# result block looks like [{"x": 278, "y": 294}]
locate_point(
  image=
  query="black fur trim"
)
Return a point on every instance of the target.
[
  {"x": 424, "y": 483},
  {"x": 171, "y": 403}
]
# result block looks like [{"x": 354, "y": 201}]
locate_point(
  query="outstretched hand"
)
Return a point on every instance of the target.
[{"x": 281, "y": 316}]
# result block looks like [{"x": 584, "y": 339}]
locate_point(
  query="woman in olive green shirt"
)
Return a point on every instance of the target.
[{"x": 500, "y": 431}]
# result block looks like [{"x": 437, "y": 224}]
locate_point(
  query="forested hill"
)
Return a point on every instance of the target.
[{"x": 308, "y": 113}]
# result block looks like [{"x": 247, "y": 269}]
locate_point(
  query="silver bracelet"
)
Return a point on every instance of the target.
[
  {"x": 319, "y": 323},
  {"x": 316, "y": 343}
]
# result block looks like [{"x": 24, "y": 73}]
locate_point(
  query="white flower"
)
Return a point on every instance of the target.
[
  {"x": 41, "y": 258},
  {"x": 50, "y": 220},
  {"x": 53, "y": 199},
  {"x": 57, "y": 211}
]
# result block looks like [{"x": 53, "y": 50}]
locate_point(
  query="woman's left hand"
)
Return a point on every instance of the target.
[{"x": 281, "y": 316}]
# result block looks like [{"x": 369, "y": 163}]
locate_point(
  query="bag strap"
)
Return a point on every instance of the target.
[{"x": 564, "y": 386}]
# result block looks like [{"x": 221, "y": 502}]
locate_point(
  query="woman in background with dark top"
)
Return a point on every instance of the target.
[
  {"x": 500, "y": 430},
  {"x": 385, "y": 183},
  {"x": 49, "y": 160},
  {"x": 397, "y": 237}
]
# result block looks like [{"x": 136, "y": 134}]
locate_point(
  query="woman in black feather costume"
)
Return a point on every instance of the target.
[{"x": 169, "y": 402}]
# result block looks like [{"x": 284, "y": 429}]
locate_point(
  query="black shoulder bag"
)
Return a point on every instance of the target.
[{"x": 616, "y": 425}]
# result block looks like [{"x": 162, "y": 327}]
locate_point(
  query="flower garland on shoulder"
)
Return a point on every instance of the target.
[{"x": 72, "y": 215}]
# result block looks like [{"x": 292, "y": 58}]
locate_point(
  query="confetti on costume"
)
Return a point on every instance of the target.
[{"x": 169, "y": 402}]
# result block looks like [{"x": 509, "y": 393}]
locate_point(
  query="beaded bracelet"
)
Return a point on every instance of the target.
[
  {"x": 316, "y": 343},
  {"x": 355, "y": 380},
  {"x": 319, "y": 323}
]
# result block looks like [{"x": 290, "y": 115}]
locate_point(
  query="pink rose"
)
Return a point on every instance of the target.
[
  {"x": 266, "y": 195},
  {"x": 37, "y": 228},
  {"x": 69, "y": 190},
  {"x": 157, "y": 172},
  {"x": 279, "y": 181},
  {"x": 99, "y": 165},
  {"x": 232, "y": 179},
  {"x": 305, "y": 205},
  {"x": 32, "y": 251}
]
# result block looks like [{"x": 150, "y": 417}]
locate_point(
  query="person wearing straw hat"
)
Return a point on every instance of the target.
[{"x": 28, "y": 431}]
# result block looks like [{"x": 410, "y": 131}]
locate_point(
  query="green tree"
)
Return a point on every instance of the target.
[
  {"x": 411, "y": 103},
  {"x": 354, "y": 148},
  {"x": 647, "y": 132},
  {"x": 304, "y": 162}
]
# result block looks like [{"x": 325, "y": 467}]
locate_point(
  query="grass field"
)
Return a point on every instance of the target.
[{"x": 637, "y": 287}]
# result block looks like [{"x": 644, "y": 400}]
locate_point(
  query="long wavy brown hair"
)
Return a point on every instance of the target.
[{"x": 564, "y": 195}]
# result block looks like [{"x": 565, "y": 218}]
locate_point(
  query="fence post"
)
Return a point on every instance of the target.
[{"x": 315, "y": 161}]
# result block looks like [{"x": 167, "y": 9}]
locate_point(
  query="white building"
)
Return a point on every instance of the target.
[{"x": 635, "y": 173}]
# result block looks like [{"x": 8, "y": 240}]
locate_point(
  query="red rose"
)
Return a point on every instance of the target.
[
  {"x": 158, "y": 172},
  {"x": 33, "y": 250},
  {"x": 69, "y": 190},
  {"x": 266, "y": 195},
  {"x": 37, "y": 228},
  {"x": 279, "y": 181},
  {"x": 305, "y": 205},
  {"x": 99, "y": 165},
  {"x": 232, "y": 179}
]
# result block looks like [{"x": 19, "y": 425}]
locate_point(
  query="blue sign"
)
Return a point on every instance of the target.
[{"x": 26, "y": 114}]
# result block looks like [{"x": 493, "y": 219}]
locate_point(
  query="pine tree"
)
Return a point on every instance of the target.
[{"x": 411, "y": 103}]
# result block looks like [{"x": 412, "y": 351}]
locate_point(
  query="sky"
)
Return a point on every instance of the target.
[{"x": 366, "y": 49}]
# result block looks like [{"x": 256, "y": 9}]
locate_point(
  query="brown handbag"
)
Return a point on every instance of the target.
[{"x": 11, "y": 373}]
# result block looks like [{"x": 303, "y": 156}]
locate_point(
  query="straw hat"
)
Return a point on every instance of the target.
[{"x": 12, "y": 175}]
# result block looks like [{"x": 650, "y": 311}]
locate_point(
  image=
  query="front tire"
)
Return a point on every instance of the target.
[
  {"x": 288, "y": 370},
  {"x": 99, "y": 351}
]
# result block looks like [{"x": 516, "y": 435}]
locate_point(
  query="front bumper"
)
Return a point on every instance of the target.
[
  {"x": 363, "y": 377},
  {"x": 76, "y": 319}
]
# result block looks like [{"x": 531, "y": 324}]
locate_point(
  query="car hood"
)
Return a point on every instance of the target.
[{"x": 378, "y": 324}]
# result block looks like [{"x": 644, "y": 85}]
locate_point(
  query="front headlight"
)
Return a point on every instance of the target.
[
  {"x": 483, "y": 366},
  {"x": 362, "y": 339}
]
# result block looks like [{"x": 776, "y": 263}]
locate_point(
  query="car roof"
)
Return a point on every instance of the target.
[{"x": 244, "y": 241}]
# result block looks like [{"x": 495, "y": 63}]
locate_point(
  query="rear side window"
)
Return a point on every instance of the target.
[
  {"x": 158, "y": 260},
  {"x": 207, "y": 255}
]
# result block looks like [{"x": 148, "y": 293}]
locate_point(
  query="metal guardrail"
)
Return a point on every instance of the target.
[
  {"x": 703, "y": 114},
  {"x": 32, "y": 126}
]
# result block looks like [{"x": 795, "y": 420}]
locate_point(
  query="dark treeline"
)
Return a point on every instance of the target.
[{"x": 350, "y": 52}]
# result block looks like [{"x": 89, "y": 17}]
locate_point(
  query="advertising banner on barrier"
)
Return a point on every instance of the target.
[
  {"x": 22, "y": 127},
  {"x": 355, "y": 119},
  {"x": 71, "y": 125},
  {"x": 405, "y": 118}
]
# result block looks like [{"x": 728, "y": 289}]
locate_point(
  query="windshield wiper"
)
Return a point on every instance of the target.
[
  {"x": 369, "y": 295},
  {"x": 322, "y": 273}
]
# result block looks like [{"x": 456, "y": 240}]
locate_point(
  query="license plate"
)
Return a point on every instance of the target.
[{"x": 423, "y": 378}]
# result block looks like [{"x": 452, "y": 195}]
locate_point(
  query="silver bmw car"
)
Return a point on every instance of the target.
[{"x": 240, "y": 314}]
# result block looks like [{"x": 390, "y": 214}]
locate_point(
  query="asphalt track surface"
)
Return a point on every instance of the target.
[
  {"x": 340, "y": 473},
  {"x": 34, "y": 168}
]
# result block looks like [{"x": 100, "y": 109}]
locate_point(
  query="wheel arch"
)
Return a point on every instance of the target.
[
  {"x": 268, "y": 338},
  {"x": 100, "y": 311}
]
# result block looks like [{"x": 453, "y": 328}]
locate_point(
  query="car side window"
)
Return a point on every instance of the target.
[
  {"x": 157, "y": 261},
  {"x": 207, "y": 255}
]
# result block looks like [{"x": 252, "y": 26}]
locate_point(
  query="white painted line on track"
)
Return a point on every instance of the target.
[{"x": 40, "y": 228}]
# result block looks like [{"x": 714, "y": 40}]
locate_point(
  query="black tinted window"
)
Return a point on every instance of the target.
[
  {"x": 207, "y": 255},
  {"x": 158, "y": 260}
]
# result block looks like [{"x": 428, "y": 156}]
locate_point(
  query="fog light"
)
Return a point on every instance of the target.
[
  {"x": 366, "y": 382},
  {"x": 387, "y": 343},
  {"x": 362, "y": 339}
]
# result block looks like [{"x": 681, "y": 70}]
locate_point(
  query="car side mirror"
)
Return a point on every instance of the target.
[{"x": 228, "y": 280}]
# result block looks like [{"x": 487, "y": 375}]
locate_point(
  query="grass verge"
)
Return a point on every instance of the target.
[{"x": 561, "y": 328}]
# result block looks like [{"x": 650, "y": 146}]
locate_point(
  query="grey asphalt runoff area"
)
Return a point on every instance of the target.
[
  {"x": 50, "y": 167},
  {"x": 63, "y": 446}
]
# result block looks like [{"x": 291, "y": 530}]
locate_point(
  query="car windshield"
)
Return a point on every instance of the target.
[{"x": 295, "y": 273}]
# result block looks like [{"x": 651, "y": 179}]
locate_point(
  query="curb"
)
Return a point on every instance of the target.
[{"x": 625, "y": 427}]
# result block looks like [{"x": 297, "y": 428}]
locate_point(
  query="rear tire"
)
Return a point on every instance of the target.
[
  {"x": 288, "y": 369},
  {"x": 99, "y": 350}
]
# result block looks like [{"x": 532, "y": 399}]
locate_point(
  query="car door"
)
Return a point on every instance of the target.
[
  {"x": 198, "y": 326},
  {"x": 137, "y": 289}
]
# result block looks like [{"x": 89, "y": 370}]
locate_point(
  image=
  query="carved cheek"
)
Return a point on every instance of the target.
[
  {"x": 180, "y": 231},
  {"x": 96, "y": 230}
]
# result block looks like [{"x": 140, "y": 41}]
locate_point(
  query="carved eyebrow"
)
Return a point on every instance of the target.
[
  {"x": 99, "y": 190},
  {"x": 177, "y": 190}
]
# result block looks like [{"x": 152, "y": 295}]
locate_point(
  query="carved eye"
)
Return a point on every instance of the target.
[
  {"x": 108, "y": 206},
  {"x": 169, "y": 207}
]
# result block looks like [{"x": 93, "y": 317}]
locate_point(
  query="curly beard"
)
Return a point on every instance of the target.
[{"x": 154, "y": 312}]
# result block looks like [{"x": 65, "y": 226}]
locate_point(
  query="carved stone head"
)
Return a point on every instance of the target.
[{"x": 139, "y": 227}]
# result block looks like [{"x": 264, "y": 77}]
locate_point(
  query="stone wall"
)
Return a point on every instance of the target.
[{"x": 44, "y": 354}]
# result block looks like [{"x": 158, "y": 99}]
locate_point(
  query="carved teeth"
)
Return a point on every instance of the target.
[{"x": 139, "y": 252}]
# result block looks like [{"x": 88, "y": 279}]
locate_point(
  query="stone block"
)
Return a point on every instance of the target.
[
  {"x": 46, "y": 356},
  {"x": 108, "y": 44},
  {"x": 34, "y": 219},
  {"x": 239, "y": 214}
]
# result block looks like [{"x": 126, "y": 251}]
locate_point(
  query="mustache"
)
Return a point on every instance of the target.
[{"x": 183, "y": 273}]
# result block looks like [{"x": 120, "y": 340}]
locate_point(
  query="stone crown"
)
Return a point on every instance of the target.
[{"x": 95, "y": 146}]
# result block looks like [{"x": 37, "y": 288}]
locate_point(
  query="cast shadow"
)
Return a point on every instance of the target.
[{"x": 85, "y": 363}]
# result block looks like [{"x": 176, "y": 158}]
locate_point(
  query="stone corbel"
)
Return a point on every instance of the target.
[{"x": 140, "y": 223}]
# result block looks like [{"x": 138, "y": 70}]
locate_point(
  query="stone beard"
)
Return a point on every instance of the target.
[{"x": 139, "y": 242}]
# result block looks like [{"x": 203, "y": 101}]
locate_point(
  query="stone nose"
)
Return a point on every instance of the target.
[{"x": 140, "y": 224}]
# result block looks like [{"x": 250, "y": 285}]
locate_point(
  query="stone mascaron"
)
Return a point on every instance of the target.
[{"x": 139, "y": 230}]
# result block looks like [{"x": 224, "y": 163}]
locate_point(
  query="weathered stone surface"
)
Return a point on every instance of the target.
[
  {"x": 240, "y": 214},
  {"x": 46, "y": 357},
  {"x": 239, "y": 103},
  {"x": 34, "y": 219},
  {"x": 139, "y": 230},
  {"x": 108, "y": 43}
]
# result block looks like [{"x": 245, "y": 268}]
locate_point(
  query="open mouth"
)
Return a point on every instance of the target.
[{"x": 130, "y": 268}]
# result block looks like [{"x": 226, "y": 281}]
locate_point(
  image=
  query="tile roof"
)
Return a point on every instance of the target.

+ + +

● Task goal:
Which lines of the data hold the string "windshield"? Return each of them.

● Problem solution:
  query="windshield wiper"
  query="car windshield"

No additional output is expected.